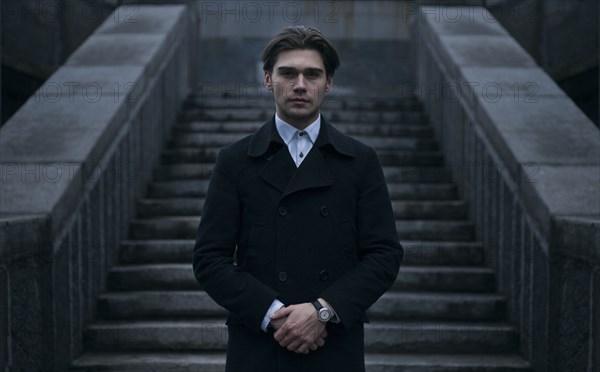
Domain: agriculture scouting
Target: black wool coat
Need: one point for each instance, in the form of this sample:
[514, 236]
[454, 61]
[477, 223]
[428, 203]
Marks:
[270, 230]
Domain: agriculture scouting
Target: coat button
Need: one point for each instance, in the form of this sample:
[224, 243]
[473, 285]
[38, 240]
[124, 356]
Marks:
[282, 276]
[324, 275]
[324, 211]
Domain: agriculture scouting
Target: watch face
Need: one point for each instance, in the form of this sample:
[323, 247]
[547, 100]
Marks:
[324, 315]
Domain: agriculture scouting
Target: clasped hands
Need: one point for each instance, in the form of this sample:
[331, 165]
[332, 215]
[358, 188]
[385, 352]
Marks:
[298, 329]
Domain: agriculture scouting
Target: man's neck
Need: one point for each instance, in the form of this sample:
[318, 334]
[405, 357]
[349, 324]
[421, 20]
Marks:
[299, 124]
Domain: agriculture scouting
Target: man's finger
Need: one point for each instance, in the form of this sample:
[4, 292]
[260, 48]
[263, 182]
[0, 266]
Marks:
[283, 312]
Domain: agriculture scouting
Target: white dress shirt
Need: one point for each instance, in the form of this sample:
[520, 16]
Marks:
[299, 142]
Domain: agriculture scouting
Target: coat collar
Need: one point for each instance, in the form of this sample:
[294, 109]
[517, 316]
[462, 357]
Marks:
[267, 135]
[280, 171]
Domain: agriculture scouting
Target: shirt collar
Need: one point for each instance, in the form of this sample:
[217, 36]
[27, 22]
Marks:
[287, 131]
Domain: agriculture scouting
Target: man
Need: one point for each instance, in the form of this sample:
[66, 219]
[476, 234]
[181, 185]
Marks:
[297, 237]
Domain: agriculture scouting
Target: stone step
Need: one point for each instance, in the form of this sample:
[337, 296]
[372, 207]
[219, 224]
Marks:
[248, 127]
[396, 174]
[184, 227]
[392, 305]
[421, 209]
[332, 102]
[434, 230]
[332, 115]
[215, 362]
[443, 253]
[416, 253]
[398, 191]
[380, 337]
[379, 143]
[181, 154]
[410, 278]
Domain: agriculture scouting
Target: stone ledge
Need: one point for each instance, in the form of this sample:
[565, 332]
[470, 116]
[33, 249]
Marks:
[547, 134]
[559, 192]
[77, 130]
[21, 236]
[459, 20]
[147, 19]
[73, 119]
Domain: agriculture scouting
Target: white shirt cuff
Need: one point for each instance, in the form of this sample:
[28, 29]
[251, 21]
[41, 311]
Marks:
[276, 305]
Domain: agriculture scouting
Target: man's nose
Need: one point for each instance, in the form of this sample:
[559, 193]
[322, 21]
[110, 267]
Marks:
[300, 83]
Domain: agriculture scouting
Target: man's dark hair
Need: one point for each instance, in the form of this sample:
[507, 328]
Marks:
[300, 37]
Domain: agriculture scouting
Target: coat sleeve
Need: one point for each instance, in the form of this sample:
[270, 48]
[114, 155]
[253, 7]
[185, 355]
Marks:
[379, 251]
[239, 292]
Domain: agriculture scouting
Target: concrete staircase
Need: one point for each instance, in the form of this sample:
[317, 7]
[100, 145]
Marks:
[443, 313]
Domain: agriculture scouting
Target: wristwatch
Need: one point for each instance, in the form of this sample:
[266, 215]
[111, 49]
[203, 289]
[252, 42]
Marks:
[323, 313]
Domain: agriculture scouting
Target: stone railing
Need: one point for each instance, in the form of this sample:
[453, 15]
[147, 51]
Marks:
[528, 162]
[74, 159]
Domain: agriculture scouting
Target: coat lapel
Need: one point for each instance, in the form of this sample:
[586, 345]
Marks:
[312, 173]
[280, 170]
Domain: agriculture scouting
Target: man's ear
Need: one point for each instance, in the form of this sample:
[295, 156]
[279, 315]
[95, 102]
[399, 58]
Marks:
[329, 83]
[267, 80]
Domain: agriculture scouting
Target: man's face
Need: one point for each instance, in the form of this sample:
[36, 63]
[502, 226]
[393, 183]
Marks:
[299, 83]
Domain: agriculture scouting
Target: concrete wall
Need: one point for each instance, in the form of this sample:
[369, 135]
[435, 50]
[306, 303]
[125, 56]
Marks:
[372, 38]
[74, 159]
[37, 37]
[527, 160]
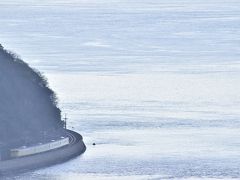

[What is needed] Show every line of the entries above that contains the string "shirt", copying each such line in full.

[Task result]
Target: white dress shirt
Target: shirt collar
Target: white shirt cuff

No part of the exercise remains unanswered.